From the entries below, pick out every line that contains the word "tomato" and copy each of those lines.

EXTRACTED DATA:
★ ★ ★ ★ ★ ★ ★

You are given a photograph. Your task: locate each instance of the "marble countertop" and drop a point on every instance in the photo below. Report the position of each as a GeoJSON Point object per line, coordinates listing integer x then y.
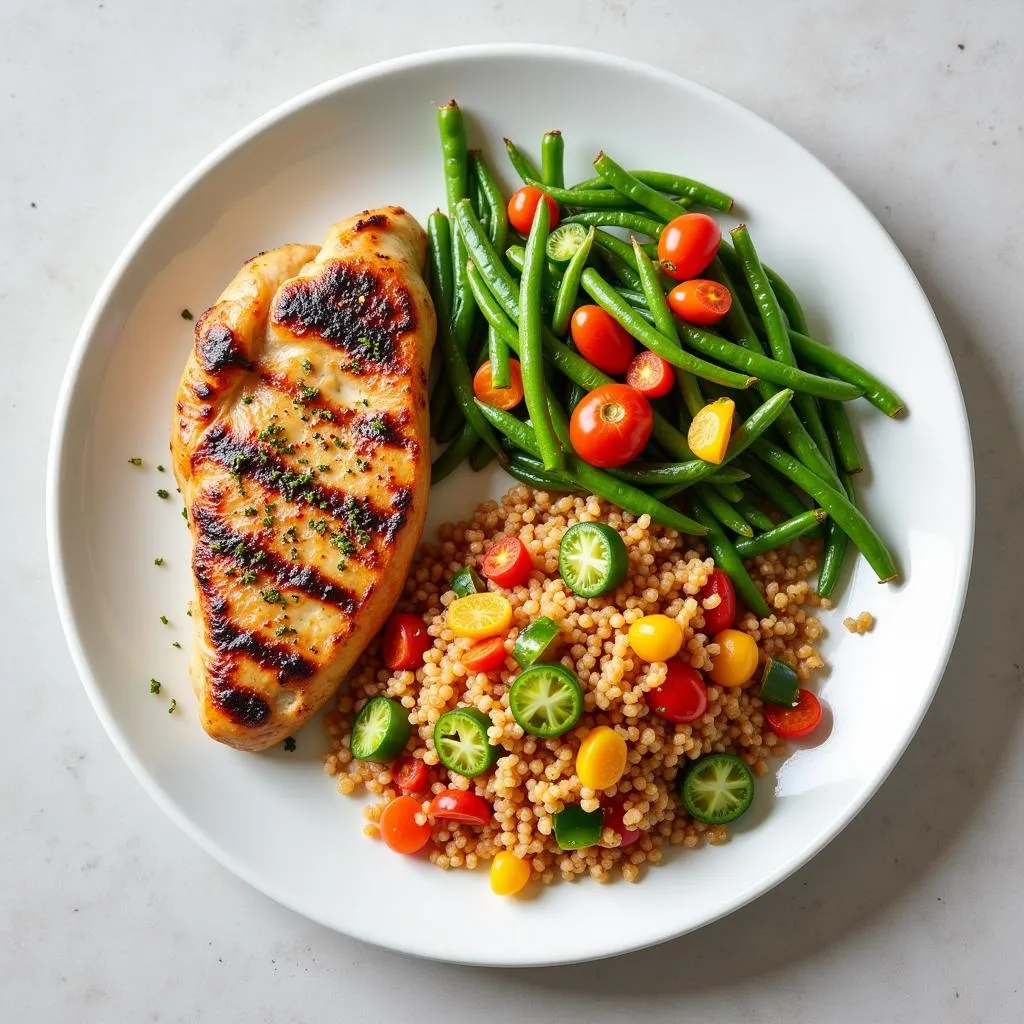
{"type": "Point", "coordinates": [109, 913]}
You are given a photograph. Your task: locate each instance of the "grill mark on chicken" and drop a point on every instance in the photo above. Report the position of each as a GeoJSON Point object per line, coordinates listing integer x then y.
{"type": "Point", "coordinates": [217, 539]}
{"type": "Point", "coordinates": [217, 347]}
{"type": "Point", "coordinates": [350, 306]}
{"type": "Point", "coordinates": [245, 458]}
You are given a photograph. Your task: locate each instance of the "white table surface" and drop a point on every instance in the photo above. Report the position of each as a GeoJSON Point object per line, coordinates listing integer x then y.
{"type": "Point", "coordinates": [109, 913]}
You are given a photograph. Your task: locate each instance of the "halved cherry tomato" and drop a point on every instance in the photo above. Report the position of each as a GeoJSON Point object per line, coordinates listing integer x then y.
{"type": "Point", "coordinates": [411, 775]}
{"type": "Point", "coordinates": [650, 375]}
{"type": "Point", "coordinates": [500, 397]}
{"type": "Point", "coordinates": [601, 339]}
{"type": "Point", "coordinates": [611, 425]}
{"type": "Point", "coordinates": [507, 562]}
{"type": "Point", "coordinates": [702, 302]}
{"type": "Point", "coordinates": [406, 641]}
{"type": "Point", "coordinates": [613, 819]}
{"type": "Point", "coordinates": [458, 805]}
{"type": "Point", "coordinates": [522, 206]}
{"type": "Point", "coordinates": [724, 613]}
{"type": "Point", "coordinates": [687, 245]}
{"type": "Point", "coordinates": [399, 829]}
{"type": "Point", "coordinates": [792, 723]}
{"type": "Point", "coordinates": [486, 655]}
{"type": "Point", "coordinates": [682, 697]}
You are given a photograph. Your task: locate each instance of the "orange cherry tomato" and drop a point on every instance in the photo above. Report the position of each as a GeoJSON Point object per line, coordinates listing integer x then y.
{"type": "Point", "coordinates": [406, 641]}
{"type": "Point", "coordinates": [458, 805]}
{"type": "Point", "coordinates": [500, 397]}
{"type": "Point", "coordinates": [702, 302]}
{"type": "Point", "coordinates": [793, 723]}
{"type": "Point", "coordinates": [411, 775]}
{"type": "Point", "coordinates": [507, 562]}
{"type": "Point", "coordinates": [687, 245]}
{"type": "Point", "coordinates": [522, 206]}
{"type": "Point", "coordinates": [650, 375]}
{"type": "Point", "coordinates": [601, 339]}
{"type": "Point", "coordinates": [485, 655]}
{"type": "Point", "coordinates": [611, 425]}
{"type": "Point", "coordinates": [399, 829]}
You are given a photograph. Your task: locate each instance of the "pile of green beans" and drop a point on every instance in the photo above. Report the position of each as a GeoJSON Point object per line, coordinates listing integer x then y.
{"type": "Point", "coordinates": [788, 470]}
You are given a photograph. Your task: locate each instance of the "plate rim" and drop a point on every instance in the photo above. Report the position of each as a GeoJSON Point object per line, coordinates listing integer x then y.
{"type": "Point", "coordinates": [97, 308]}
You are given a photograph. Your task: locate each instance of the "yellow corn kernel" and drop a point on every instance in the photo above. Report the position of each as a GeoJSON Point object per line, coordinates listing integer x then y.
{"type": "Point", "coordinates": [601, 760]}
{"type": "Point", "coordinates": [710, 432]}
{"type": "Point", "coordinates": [508, 873]}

★ ★ ★ ★ ★ ★ ★

CORRECT RESULT:
You are given a photograph. Your task: locate each instance of the "halved cherry tomato" and drop a point on every instance in the photo above. Report the position of each as a GeoJSON Point object per line, coordinates listing integer x then y.
You are given a photograph. Your task: locate each instance of the "orange cherry tomato" and drop a point on every instance in the photo above. Report the position of each as a GeoJSON Point object per line, coordinates listing integer x then y.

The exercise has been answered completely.